> **Task prompt**:
Copy the data from the line containing "Use whatever prompts" through the line containing "749L1192 693L1162 713L1111" verbatim, including both of those lines.
─── The data
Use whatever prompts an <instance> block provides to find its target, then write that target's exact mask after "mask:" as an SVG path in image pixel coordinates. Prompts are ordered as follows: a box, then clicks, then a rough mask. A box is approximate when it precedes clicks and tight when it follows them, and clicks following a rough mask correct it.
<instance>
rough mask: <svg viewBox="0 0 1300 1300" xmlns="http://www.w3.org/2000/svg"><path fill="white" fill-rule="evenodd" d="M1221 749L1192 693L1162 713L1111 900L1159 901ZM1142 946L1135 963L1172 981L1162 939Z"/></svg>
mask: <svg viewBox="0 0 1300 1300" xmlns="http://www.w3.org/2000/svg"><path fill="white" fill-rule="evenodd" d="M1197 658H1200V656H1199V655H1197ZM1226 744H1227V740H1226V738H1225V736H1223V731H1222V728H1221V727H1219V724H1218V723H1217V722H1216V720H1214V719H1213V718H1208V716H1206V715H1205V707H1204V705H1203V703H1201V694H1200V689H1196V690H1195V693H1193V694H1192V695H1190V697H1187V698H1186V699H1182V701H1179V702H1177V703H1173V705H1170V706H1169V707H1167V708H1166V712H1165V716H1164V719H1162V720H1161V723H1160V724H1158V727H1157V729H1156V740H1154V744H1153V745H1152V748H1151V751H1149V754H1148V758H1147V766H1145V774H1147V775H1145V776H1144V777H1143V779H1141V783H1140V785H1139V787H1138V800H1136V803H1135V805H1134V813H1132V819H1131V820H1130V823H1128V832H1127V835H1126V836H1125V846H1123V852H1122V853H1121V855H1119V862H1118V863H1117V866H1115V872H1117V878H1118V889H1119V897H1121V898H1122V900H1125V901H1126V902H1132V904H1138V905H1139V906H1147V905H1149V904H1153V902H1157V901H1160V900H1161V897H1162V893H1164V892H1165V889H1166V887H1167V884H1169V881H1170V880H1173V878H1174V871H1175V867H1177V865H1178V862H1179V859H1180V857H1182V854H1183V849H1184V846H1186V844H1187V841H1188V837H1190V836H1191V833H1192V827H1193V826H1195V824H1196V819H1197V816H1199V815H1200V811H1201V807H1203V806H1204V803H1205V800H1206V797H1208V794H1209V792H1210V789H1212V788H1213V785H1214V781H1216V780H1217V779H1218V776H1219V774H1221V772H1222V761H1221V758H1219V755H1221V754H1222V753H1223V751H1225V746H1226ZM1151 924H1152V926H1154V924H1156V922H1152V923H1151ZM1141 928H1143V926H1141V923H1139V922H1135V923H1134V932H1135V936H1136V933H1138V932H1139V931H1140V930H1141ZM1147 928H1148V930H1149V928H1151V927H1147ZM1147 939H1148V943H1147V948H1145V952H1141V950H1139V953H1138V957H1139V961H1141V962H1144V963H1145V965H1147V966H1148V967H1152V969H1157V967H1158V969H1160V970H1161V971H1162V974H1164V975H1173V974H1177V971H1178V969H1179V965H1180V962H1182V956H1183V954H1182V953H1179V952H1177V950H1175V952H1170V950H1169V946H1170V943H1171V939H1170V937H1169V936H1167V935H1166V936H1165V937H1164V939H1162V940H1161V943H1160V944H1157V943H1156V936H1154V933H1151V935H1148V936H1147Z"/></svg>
──────
─── The data
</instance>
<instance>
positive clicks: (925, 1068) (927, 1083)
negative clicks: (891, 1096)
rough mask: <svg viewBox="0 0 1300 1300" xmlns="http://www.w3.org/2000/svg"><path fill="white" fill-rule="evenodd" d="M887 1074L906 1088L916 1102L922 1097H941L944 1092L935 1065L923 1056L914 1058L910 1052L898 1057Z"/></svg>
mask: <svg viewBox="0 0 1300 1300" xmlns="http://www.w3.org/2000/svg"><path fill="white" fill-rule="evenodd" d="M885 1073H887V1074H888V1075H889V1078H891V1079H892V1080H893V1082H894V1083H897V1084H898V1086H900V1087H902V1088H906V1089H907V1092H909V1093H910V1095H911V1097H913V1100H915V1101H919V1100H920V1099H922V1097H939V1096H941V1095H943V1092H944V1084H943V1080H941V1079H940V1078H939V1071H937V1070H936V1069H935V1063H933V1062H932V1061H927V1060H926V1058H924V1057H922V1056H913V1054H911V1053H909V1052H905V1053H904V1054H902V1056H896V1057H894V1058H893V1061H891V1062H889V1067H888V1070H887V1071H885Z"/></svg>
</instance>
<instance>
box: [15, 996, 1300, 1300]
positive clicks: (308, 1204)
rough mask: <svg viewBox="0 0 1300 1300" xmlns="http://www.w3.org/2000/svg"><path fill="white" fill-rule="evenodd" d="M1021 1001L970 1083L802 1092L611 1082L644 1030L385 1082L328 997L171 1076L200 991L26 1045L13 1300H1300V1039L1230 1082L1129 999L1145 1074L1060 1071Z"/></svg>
──────
─── The data
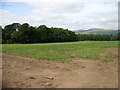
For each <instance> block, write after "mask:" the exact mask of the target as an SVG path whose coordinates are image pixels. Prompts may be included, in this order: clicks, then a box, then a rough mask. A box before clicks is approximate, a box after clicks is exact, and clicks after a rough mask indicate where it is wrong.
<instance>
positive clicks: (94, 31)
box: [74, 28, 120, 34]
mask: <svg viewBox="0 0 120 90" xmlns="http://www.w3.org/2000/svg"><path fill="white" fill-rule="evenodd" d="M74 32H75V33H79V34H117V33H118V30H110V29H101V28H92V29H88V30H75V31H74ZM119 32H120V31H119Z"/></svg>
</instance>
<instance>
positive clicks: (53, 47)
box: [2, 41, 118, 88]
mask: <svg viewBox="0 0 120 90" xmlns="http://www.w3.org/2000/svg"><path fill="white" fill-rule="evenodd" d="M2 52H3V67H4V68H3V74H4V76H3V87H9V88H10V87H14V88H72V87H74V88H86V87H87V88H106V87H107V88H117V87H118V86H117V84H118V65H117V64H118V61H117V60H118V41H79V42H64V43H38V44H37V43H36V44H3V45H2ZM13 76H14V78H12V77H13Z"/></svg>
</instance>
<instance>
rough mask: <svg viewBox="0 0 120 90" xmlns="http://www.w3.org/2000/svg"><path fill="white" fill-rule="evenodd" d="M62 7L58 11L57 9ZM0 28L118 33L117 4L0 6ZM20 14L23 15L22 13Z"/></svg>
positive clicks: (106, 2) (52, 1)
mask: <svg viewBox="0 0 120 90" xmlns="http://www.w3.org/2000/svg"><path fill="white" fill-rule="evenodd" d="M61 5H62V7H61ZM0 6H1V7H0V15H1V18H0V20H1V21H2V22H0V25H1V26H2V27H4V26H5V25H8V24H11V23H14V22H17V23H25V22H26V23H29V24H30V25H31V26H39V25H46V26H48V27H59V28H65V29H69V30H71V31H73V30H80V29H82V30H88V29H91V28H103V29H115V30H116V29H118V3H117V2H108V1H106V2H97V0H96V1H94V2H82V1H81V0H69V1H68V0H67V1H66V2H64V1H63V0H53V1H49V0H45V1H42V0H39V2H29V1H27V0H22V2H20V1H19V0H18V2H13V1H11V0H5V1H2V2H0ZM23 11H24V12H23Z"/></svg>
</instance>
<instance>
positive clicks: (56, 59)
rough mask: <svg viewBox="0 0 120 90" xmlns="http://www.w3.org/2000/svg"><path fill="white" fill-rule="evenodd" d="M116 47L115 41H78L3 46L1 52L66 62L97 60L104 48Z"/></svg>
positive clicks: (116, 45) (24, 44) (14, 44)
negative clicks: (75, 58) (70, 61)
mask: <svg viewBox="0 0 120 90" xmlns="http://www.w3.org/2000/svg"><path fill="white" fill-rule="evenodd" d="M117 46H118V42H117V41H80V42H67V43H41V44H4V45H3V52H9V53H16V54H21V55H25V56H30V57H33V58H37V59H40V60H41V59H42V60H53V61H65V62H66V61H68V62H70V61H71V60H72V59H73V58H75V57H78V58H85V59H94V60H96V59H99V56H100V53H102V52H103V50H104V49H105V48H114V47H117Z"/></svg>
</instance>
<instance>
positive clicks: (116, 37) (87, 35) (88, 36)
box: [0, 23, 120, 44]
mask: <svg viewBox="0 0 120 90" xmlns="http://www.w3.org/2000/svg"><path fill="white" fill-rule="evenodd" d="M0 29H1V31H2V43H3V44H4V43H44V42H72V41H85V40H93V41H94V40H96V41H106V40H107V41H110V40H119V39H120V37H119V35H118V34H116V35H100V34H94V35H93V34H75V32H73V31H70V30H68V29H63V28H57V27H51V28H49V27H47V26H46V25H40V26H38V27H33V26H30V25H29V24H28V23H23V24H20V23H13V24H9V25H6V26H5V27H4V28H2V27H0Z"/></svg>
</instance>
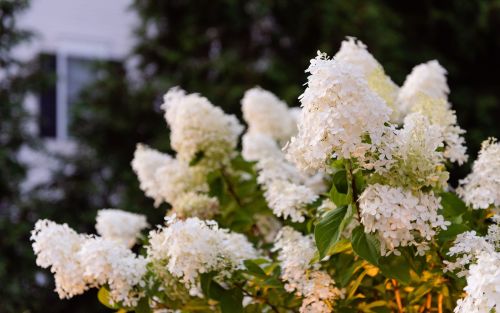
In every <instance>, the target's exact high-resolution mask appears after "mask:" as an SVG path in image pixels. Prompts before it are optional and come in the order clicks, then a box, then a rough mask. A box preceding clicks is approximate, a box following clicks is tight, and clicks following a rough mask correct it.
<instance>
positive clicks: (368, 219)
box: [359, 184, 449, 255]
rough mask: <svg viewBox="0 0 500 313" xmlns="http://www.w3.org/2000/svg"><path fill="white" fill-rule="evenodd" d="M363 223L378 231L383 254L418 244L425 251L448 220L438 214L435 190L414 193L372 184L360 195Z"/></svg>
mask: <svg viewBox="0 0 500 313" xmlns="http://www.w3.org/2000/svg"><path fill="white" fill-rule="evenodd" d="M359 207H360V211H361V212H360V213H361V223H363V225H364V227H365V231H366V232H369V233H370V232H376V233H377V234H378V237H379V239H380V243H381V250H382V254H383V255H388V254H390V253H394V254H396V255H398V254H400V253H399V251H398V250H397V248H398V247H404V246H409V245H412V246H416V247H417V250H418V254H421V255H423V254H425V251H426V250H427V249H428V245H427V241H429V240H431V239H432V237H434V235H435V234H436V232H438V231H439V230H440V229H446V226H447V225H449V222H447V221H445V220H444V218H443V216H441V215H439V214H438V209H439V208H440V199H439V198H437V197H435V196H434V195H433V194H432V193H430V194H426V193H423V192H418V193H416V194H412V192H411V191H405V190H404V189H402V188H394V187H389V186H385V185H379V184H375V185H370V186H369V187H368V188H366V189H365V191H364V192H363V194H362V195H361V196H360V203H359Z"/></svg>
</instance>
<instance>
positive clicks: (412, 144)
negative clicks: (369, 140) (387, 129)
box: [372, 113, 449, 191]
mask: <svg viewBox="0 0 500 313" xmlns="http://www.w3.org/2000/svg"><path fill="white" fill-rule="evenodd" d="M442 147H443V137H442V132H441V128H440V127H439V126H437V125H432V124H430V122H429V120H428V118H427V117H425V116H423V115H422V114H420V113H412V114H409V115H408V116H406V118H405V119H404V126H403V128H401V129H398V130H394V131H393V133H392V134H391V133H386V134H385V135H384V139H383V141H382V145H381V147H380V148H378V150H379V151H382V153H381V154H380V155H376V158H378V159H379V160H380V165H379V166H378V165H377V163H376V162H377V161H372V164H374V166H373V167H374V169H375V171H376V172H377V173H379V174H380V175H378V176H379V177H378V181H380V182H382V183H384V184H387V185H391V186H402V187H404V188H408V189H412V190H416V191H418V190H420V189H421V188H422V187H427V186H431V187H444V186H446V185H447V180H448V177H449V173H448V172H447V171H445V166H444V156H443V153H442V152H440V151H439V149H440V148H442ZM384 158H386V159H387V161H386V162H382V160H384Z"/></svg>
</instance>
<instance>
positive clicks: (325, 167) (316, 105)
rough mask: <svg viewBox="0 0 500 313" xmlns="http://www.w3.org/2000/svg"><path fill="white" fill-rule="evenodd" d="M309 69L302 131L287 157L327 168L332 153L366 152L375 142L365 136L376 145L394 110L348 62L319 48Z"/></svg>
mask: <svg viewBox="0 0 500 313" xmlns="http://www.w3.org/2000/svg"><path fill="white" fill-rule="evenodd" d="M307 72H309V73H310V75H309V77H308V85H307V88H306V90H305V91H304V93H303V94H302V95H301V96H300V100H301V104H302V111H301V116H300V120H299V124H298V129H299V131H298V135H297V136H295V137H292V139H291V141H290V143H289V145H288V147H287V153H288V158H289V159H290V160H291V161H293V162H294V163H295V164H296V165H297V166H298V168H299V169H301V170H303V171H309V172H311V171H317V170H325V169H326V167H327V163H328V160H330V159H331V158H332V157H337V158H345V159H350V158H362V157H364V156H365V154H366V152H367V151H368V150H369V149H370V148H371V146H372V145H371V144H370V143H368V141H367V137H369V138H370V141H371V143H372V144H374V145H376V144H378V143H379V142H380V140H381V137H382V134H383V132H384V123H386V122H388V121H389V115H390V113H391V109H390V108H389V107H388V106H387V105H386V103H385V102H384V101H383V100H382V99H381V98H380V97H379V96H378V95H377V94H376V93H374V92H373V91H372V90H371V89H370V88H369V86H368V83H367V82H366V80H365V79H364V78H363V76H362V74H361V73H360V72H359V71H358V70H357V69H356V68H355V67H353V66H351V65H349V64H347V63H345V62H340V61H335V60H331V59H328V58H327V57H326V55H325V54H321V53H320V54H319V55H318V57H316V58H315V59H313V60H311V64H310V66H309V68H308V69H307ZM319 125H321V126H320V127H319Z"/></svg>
──────
> **Answer section**:
Use whatever prompts an <instance> block provides to find its target, then write that target's exact mask after "mask:" as an SVG path in image pixel coordinates. Prompts are ordered as follows: a box, then clicks, then a rough mask. A box is approximate when it precedes clicks and tight when it follows them, and clicks following a rough mask correct it.
<instance>
rough mask: <svg viewBox="0 0 1300 1300" xmlns="http://www.w3.org/2000/svg"><path fill="white" fill-rule="evenodd" d="M1221 749L1192 693L1162 713L1111 900L1159 901ZM1142 946L1135 963L1172 981L1162 939Z"/></svg>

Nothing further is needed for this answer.